◆ BRIEF 1
In the article on NVIDIA AI Foundation Models, rewrite the paragraph that begins "The family of models also features" as a short bulleted list, keeping its main facts.
◆ BRIEF 2
According to the article on NVIDIA AI Foundation Models, in how many languages are the Nemotron-3 8B models proficient out of the box?
◆ BRIEF 3
From the article on NVIDIA AI Foundation Models, pull out the exact passage that begins at the words "Build Custom Enterprise-Grade" and stops after "optimizing the models.".

*** Opening of EXERCISE PASSAGE ***

Build Custom Enterprise-Grade Generative AI with NVIDIA AI Foundation Models

In the realm of generative AI, building enterprise-grade large language models (LLMs) requires expertise in collecting high-quality data, setting up the…

In the realm of generative AI, building enterprise-grade large language models (LLMs) requires expertise in collecting high-quality data, setting up the accelerated infrastructure, and optimizing the models.

Developers can begin with pretrained models and fine-tune them for their use case, saving time and getting their solutions faster to market. Developers need an easy way to try out models and evaluate their capabilities by integrating them through APIs. This helps them decide which model is best for their application.

NVIDIA AI Foundation Models

NVIDIA AI Foundation Models are a curated set of community and NVIDIA-built models, optimized for peak performance. Developers can quickly use them directly from their browser through API or ‌graphical user interface, without any setup. The models ‌were optimized with NVIDIA TensorRT-LLM and Activation-aware Weight Quantization (AWQ) to identify the configuration for the highest throughput and lowest latency and run at scale on the NVIDIA accelerated computing stack.

Introducing the NVIDIA Nemotron-3 8B family of LLMs

The NVIDIA Nemotron-3 8B family of models offers a foundation for customers looking to build production-ready generative AI applications. These models are constructed on responsibly sourced datasets and operate at comparable performance to much larger models, making them ideal for enterprise deployments.

A key differentiator of the NVIDIA Nemotron-3 8B family of models is its multilingual capabilities, which make it ideal for global enterprise. Out of the box, these models are proficient in 53 languages, including English, German, Russian, Spanish, French, Japanese, Chinese, Italian, and Dutch.

The family of models also features a range of alignment techniques, including supervised fine-tuning (SFT), reinforcement learning from human feedback (RLHF), and the new NVIDIA SteerLM customization technique, where customers can tune models at inference. These variants provide a variety of starting points for supporting different use cases, whether customizing or running the models from scratch.

*** Close of EXERCISE PASSAGE ***
*** Opening of INFORMATION ***

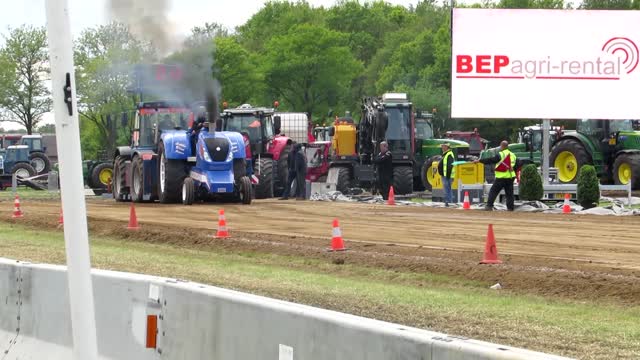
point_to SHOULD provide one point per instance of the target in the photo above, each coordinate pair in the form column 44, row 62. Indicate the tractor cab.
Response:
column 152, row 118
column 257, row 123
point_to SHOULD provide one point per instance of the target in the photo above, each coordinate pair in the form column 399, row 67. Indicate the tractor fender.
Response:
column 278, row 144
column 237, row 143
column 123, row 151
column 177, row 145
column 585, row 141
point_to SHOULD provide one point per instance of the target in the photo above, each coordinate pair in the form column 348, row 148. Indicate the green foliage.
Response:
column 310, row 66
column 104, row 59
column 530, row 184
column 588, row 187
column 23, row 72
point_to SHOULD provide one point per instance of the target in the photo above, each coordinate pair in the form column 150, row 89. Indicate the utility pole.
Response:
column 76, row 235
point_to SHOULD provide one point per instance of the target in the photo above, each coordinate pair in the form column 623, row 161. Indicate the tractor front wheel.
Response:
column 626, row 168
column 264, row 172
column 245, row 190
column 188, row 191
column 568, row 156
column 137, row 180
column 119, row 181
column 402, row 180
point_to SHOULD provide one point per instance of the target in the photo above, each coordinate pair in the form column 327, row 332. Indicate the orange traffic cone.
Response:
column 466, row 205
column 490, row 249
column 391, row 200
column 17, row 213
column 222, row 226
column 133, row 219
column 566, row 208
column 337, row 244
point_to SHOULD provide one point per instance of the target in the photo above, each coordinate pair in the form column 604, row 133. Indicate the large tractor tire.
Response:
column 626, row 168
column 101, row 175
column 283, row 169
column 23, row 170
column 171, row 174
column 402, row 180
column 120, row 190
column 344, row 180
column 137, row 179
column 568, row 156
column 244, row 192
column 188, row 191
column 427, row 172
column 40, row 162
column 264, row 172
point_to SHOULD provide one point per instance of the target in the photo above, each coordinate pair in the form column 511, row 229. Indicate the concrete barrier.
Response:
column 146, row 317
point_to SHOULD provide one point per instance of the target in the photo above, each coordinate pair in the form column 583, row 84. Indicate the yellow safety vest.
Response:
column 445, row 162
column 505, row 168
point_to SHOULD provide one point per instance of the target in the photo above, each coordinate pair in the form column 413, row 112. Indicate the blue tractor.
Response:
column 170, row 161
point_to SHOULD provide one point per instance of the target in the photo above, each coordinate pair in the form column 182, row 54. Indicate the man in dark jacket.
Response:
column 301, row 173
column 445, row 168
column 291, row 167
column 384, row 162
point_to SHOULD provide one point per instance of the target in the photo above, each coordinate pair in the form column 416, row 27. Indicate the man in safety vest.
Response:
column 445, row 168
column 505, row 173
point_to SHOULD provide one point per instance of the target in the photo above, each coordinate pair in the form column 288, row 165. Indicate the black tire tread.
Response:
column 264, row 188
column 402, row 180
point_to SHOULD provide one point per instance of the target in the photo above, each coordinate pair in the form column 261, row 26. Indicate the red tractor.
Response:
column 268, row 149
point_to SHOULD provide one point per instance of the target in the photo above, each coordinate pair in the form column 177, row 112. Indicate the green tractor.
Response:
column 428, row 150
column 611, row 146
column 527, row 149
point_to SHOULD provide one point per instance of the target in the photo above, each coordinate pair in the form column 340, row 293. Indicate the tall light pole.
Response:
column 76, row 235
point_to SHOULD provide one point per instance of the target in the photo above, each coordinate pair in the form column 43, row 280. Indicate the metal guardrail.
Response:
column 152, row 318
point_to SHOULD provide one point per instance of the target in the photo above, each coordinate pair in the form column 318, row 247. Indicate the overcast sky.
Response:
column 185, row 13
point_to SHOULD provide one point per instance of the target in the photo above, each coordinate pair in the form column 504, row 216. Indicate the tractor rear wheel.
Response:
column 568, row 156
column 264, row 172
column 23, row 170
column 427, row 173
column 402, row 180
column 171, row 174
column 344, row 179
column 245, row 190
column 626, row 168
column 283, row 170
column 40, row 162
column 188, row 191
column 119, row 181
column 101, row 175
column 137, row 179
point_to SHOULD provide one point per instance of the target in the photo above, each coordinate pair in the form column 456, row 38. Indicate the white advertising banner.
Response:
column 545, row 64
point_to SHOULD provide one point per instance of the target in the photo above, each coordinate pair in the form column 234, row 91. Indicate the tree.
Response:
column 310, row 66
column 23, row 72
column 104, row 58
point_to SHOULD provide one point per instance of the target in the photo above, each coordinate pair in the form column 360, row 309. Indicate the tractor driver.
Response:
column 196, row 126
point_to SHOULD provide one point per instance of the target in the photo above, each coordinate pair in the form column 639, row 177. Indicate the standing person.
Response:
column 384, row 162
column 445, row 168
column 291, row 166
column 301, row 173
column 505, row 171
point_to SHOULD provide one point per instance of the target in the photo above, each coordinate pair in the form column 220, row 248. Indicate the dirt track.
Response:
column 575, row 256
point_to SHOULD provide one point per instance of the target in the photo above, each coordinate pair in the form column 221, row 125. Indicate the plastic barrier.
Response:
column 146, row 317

*** Close of INFORMATION ***
*** Opening of INFORMATION ***

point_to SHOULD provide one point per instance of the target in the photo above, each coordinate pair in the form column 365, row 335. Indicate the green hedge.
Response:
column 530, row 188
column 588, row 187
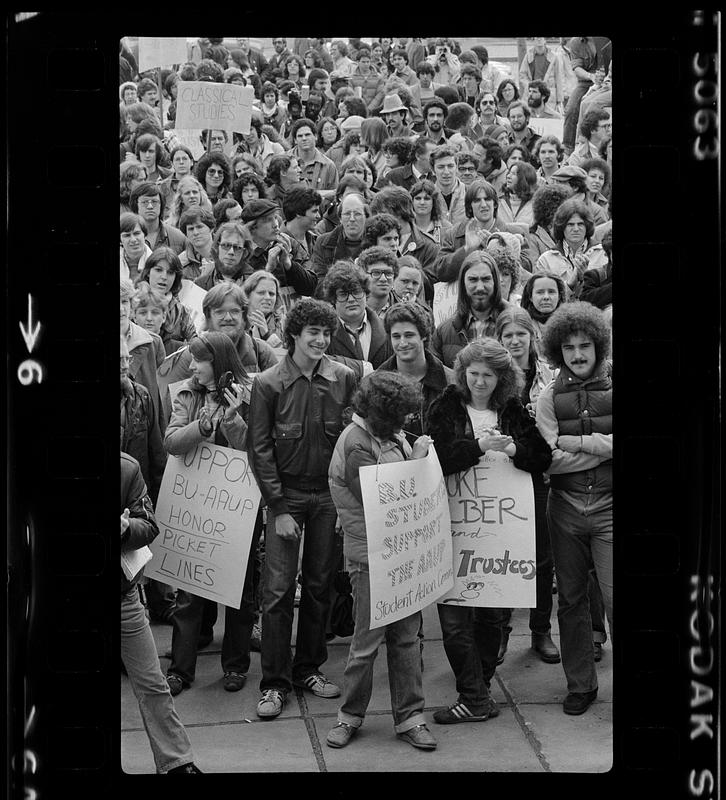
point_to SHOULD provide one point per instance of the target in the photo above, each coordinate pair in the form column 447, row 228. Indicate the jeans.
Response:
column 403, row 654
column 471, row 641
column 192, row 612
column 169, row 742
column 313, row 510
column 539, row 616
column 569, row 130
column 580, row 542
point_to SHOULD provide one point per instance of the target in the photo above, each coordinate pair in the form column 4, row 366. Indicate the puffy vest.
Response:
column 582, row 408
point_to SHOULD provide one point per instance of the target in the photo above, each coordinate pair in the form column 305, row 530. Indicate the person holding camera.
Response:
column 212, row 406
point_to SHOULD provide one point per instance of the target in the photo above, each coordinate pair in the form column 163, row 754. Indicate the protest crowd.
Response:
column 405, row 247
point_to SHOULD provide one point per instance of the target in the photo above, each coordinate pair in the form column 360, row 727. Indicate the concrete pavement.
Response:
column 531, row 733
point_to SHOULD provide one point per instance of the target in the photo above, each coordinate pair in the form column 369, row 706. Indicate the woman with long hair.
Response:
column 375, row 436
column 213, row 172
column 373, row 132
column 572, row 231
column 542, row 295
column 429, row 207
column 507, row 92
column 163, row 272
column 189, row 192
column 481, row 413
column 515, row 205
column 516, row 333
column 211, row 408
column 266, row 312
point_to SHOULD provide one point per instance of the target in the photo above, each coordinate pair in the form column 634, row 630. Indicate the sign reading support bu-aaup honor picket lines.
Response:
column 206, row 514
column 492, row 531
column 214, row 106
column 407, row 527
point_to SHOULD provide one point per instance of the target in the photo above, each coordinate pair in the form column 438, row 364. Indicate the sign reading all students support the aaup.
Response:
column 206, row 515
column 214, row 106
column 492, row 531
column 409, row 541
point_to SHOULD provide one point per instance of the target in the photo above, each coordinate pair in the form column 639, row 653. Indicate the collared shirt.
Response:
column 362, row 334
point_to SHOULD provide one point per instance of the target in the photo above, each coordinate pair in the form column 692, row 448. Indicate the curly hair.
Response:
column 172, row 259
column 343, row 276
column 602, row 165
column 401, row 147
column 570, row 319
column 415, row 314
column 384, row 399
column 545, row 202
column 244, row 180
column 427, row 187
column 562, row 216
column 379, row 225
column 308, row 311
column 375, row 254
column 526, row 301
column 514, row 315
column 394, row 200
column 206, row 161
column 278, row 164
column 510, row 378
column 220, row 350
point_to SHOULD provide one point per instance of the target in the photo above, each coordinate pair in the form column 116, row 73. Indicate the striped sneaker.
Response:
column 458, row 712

*** Close of INFORMATION ***

◆ PROBLEM SOLUTION 1
- The Nemotron-3 8B models use several alignment techniques:
  - supervised fine-tuning (SFT)
  - reinforcement learning from human feedback (RLHF)
  - the new NVIDIA SteerLM customization technique, which lets customers tune models at inference
- These variants give different starting points for different use cases, whether customizing the models or running them from scratch.

◆ PROBLEM SOLUTION 2
53 languages.

◆ PROBLEM SOLUTION 3
Build Custom Enterprise-Grade Generative AI with NVIDIA AI Foundation Models

In the realm of generative AI, building enterprise-grade large language models (LLMs) requires expertise in collecting high-quality data, setting up the…

In the realm of generative AI, building enterprise-grade large language models (LLMs) requires expertise in collecting high-quality data, setting up the accelerated infrastructure, and optimizing the models.